Task requirements —
Retype every item below word for word, leaving the pictures out of your copy.

Data provided —
══════
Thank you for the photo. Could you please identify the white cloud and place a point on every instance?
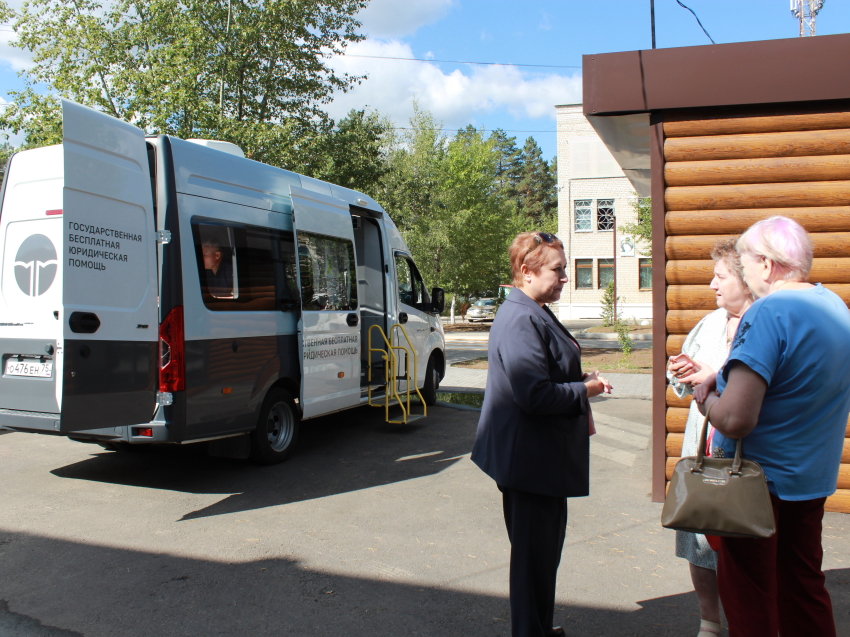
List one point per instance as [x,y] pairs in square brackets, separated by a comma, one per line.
[397,18]
[458,97]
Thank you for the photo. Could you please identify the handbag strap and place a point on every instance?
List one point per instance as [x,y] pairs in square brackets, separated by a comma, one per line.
[735,469]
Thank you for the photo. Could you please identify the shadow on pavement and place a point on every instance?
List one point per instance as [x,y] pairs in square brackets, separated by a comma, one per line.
[81,589]
[336,454]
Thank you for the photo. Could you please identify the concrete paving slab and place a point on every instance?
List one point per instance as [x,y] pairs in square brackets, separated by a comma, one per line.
[370,530]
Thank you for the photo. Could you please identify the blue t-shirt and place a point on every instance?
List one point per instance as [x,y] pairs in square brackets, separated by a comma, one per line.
[799,342]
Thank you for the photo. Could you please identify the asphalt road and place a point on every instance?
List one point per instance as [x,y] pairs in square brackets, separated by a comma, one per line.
[460,351]
[370,530]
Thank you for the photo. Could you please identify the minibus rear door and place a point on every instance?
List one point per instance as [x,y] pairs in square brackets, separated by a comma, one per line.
[330,331]
[110,315]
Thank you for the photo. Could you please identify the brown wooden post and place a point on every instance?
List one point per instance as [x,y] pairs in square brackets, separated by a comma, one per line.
[659,311]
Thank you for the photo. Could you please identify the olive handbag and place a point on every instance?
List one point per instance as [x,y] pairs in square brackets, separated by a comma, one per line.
[718,496]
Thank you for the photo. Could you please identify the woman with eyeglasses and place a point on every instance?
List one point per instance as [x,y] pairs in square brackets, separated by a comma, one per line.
[533,436]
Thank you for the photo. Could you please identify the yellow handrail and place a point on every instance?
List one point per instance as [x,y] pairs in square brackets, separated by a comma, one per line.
[390,367]
[415,367]
[391,376]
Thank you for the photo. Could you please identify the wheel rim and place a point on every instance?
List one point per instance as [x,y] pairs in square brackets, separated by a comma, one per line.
[280,426]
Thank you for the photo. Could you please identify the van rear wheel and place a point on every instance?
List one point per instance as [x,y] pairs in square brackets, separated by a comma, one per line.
[277,429]
[432,382]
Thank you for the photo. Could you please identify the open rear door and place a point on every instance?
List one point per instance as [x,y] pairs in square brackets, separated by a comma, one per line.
[110,323]
[330,332]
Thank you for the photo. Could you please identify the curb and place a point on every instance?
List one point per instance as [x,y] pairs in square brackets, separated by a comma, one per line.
[610,336]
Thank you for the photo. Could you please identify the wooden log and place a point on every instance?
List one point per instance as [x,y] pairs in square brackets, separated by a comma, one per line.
[758,145]
[804,193]
[769,170]
[693,222]
[839,502]
[724,125]
[671,464]
[683,321]
[674,343]
[691,297]
[676,419]
[841,289]
[688,272]
[826,245]
[674,445]
[681,403]
[843,476]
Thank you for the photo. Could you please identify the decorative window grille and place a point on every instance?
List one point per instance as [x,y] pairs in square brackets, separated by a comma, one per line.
[584,215]
[584,273]
[605,214]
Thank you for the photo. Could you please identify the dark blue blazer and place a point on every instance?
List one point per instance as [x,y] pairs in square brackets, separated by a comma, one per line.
[533,431]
══════
Correct output —
Thank you for the photo. Could you please identify the white cloud and place a point on every instance?
List one point per instance as [x,y] pairs in square brackets, separated by a comma, one per line.
[397,18]
[458,97]
Thank you for the photo. Could you please identify the handbag strap and place a point on every instance?
List one point per instance as [x,y] pairs in square brackets, separated by a comma, one per line.
[735,469]
Thank you for the photo. Could you please identify the shadow on pavement and place a point on every instance?
List one point per instance as [x,y] pairs in square brackets, separated by a comma, one per line.
[81,589]
[336,454]
Thank you for the photo. Could you please identify the concrete paving slab and place a point on every instance?
List one point per instance as [x,y] pairs in square brackets, separated by a comma, one per line.
[370,530]
Thank you for the photo. Could you please identify the blue t-shirt and place a point on every instance?
List one point per instance as [x,y] pairs in square brackets, separated by a comma, one per line.
[799,342]
Thank you for the photo. Could you please identify the asphalt road and place a point on every instance?
List one point per instance as [x,y] pairs in square brackets, separated by a comma, one per line.
[460,351]
[370,530]
Thank you for the photo. Could you please identify the minibus rear door and place a point on every instance?
List one point per instance as [x,y] pairs in square brackets, separated by a comma, one per line.
[330,331]
[110,315]
Thank you for the photo. Could you please identify the brown wooden post and place a point on every instance?
List one point per instance as [x,y] pairs in square brackets, separated by a comma, one per line.
[659,311]
Thank you for the photo. Could you please identify the olive handbag and place a point on every instance?
List one point per instance as [x,y] pairs in square brackets, separated by a comma, one per line.
[718,496]
Thank you for the photo. Could you please identify the woman with eyeglasses and place a point on every instance?
List one point per instance as [x,y] pairs in square brackets, separated by a comma, one per line.
[533,436]
Thank you for the photo. Could you please identify the yellow handrail and place a point on every instance?
List one point per instance as [x,y] pairs in square brackets, separated by a comma, one per line.
[390,367]
[415,367]
[391,376]
Thank you for the photo. Could you please identify the wheel rim and place a point on every instance?
List one point per instance as [x,y] pairs in square brackets, separated by a comma, one per line.
[280,426]
Thank you for the photo. Could you please identify the van rear wheel and place a point on every instance?
List one point per instance as [x,y] pairs in square brackets, separated by a comma, one per line.
[277,429]
[432,382]
Thank you for the photo. Could you please identify the open rear door and place a point on every instance?
List one point per instance as [x,y] pairs in square brackets, separated by a comma, one per line.
[110,323]
[330,332]
Thank you for the photo. Could you please identify the curb and place a point on every instance?
List one point per instance as [x,y] pairs in square brackets, separated by a comma, one per line.
[610,336]
Thank you for the photo. Could you please identify the wooden log and place a point on every instance?
List one point per instance as [x,y] pairs in square brackets, separated by a comma, one per line.
[758,145]
[804,193]
[769,170]
[693,222]
[839,502]
[724,125]
[671,464]
[683,321]
[674,343]
[691,297]
[676,419]
[841,289]
[688,272]
[826,245]
[674,445]
[681,403]
[843,476]
Thank you for the photo. Could you please identify the decorative window grille and place a point on every instance?
List one point per instance as [x,y] pairs in square brackets, separated by a comma, one per line.
[584,215]
[584,273]
[605,214]
Thank you for the photo. Could you please identify the dark blue blazer and place a point on every instance?
List one point per instance as [x,y] pairs in square brackets, separated by a comma, one per line.
[533,431]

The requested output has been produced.